Task requirements
Gather every line below that contains the string "green". Case matters.

[Object location annotations]
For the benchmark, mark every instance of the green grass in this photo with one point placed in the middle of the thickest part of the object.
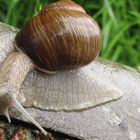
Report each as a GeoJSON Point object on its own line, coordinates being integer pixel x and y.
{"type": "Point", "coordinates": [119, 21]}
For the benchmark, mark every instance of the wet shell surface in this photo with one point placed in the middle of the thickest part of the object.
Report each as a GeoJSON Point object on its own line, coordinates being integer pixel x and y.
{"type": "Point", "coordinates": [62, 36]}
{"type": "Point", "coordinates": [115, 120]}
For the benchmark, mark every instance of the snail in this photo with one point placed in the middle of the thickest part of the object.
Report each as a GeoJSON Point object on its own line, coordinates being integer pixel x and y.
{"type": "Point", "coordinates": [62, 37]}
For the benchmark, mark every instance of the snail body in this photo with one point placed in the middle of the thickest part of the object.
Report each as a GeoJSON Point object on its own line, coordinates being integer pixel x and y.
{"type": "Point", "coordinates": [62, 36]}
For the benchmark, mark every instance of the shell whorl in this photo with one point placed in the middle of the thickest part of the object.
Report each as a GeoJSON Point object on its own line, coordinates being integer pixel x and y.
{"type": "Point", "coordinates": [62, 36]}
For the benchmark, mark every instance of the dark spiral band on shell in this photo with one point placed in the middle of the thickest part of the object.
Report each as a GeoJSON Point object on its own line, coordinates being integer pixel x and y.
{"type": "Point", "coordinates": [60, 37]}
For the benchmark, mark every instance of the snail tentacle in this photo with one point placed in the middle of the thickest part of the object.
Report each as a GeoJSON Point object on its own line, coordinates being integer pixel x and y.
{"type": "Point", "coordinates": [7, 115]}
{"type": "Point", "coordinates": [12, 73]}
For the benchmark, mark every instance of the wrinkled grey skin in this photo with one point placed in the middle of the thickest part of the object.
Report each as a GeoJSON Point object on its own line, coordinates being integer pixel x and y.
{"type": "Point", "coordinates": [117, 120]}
---
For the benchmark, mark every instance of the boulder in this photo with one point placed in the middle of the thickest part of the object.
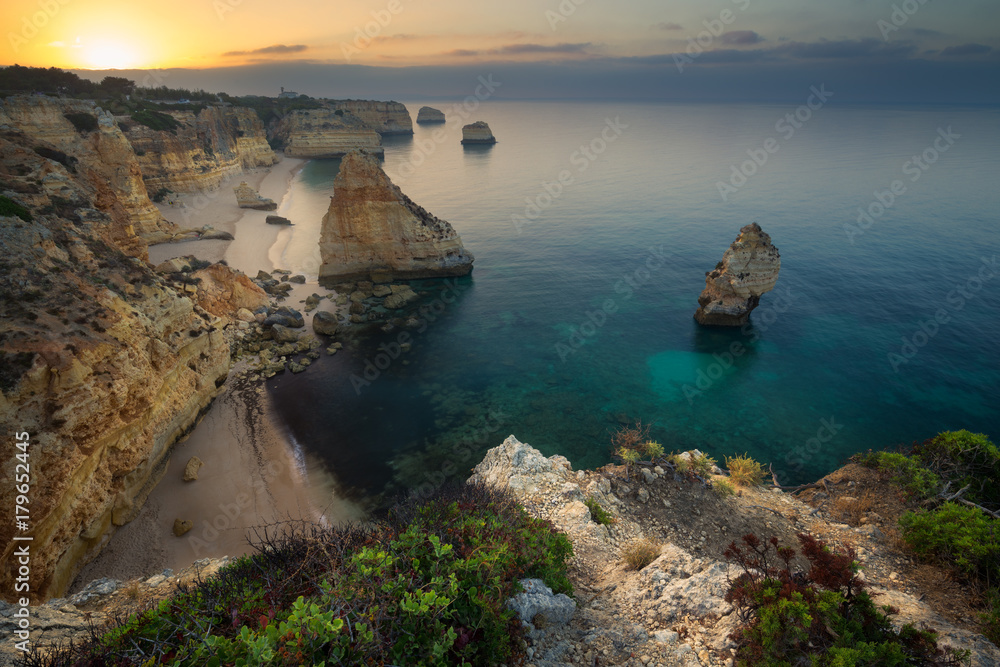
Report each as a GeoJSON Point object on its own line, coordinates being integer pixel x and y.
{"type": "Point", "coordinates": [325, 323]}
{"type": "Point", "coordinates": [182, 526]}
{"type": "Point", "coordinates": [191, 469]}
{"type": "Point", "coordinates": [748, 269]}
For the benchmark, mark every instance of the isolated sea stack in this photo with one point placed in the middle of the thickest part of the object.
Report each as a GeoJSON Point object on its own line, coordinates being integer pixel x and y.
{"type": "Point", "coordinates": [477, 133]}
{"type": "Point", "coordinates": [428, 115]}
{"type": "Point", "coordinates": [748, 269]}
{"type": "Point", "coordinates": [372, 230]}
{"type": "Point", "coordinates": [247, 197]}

Full solution
For the benchmark, mark every instance of the green grass in this photo with one point placed in the middle of the thickest part of the object.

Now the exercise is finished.